## Document section:

===

John Steinbeck said something about his books being dead to him once they’ve been published. That’s close to my experience; I’ve felt very little ownership of the book ever since I did my last creative work on it nearly three years ago.
I feel about the characters in Broken the way I imagine feeling about kids who are off at college or touring Europe: they’re good kids; they’re making good friends, good grades, responsible choices; they’re doing well, and I’m happy for them. I don’t feel the need to check in every day so that they can tell me what a wonderful mother I am.
Amy Tan wrote a great essay in her book, The Opposite of Fate called “Angst and the Second Novel.” She recounts hilariously her experiences in the wake of her first novel – which was wildly successful – and the throwaway comment she heard over and over again from friends and colleagues: that second novels are doomed, particularly if a first novel was a hit.
It makes sense. If a writer has only written one other book, there’s no other basis for comparison. I’m still building my body of work. Having only written two novels is probably a little like having two kids: it’s hard not to label one kid as “bad’ and the other kid as “good,” to polarize your creative efforts. My second book is different than my first, although it shares many of the same preoccupations. Will it be better than Broken? Or not as good? I’ll have to leave that to the reader. I’m extremely lucky in that I have a brilliant editor; whatever failures are in the first draft will be entirely my doing; whatever successes occur during the rewriting process will be hers.
All I can say is that I’m trying to be the very best writer that I can be; my best will hopefully improve with each book. Working on my second novel has been just as difficult, if not more difficult than writing Broken. As my craft has improved, my standards have become more stringent. Also, I’m the sort of person who’s hard-wired for guilt and thus far more likely to be found sitting at my desk than sitting on my laurels.

===

## Data provided:

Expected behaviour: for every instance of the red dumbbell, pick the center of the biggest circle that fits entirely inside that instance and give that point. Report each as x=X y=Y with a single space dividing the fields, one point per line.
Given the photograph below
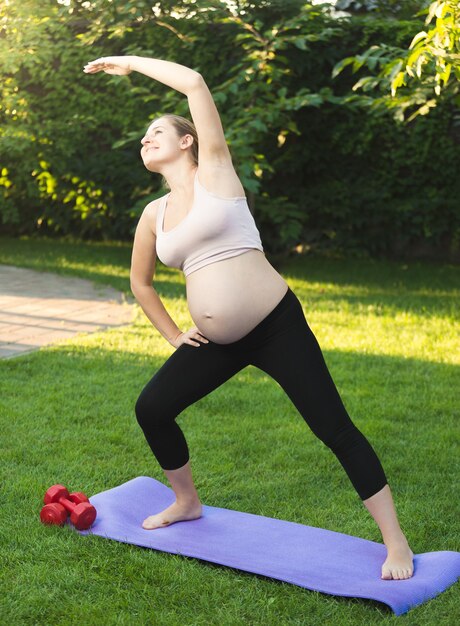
x=58 y=502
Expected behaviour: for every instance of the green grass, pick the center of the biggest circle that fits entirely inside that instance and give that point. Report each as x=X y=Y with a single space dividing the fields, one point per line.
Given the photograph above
x=389 y=333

===

## Brief:
In the passage on writing a second novel, copy the text starting with "Amy Tan wrote" and going on through "novel was a hit.", putting "coworkers" in place of "colleagues".

## Solution:
Amy Tan wrote a great essay in her book, The Opposite of Fate called “Angst and the Second Novel.” She recounts hilariously her experiences in the wake of her first novel – which was wildly successful – and the throwaway comment she heard over and over again from friends and coworkers: that second novels are doomed, particularly if a first novel was a hit.